Directions for this task >> From the passage on Britain's military ties in the South Pacific, list every stated count of people, with the group each count describes.

The new player seeking security partnerships in the islands is China, which was unsuccessful with its offer of a region-wide security treaty; now Beijing goes step-by-step with bilateral deals. China’s arrival confirms the history—expanding power systems reach the South Pacific.

Britain’s deepest continuing military ties are with Fiji, based on recruitment of Fijians. In 1961, the British Army struggled with volunteer recruitment after the abolition of national service. Recruiting teams were sent to three remaining colonies, and Fiji supplied 200 men and 12 women; about a third of the men served for 22 years or more.

Since 1998, Britain has regularly recruited soldiers from Fiji. Today, about 2200 Fijians are serving in the UK armed forces, most of them in the army. Fresh waves of Fijians keep volunteering. After the Covid lull, the tempo has lifted and in the last 12 months, Britain’s military has recruited 300 Fijians.

Britain’s ‘tilt’ to the Indo-Pacific was proclaimed by its 2021 integrated review of security and national policy. The review ‘made scant mention of the Pacific Islands within its broader tilt to the Indo-Pacific,’ judged the House of Commons foreign affairs committee. The refresh of the integrated review in 2023 gave more attention, promising to deepen ‘our engagement with Pacific Island countries and regional resilience’, and support ‘the Pacific Way’. Britain is a co-founding member of Partners in the Blue Pacific, to support the Pacific’s 2050 Strategy for the Blue Pacific Continent.

Refreshing naval traditions, Britain has sent two Offshore Patrol Ships ‘to re-establish a permanent Royal Navy presence in the Indo-Pacific—the first time since the return of Hong Kong a quarter of a century ago’. Patrols have gone as far as New Zealand in the south and the Pitcairn Islands to the east. With no home port, the ships are a flexible asset at large in the Indo-Pacific. Smaller and more lightly armed than a frigate (with a crew of just 50), their size and capability matches well with South Pacific vessels; they complement rather than over-match.

Extracted entries >>
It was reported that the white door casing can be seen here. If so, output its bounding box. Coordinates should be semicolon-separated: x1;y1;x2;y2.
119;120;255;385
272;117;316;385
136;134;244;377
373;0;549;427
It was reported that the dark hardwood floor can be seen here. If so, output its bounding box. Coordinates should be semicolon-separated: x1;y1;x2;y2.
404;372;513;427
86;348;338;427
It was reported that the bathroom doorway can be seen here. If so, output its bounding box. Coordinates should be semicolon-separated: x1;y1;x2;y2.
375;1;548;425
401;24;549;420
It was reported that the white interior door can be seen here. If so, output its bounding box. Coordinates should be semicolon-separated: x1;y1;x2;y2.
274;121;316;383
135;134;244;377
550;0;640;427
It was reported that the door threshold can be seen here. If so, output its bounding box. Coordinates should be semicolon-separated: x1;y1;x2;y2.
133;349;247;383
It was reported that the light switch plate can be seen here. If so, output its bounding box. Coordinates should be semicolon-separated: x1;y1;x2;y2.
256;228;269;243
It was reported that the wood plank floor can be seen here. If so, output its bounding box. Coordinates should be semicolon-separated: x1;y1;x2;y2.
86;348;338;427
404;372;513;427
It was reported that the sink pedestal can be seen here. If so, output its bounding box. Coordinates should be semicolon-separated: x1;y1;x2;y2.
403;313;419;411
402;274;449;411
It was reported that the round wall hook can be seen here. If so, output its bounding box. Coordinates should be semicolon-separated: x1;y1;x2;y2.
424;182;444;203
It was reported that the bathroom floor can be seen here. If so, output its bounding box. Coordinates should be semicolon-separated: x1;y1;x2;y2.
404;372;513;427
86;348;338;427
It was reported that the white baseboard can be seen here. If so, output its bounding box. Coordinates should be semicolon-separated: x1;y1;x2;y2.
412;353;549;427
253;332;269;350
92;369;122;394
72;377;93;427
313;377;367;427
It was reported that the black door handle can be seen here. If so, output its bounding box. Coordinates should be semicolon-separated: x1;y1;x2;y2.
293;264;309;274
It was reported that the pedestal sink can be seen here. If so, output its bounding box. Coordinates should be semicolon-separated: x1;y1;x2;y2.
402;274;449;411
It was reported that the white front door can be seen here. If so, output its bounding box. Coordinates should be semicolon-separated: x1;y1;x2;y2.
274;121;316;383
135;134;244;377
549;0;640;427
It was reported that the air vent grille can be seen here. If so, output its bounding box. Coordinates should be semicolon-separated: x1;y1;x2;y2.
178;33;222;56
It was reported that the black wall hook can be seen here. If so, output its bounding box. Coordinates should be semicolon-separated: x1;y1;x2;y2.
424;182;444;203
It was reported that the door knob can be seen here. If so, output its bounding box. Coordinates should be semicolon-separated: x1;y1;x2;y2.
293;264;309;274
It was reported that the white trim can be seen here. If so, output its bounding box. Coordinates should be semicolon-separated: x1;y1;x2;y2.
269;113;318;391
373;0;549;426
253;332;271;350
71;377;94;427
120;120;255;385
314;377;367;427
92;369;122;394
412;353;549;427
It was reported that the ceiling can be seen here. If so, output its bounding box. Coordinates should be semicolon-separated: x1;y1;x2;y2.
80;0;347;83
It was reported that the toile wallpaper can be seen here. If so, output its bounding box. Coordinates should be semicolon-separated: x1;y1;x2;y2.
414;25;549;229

Answer section >>
- 200: men supplied by Fiji to British Army recruiting teams in 1961
- 12: women supplied by Fiji in that same recruitment
- About 2200: Fijians serving today in the UK armed forces
- 300: Fijians recruited by Britain's military in the last 12 months
- 50: the crew of each Offshore Patrol Ship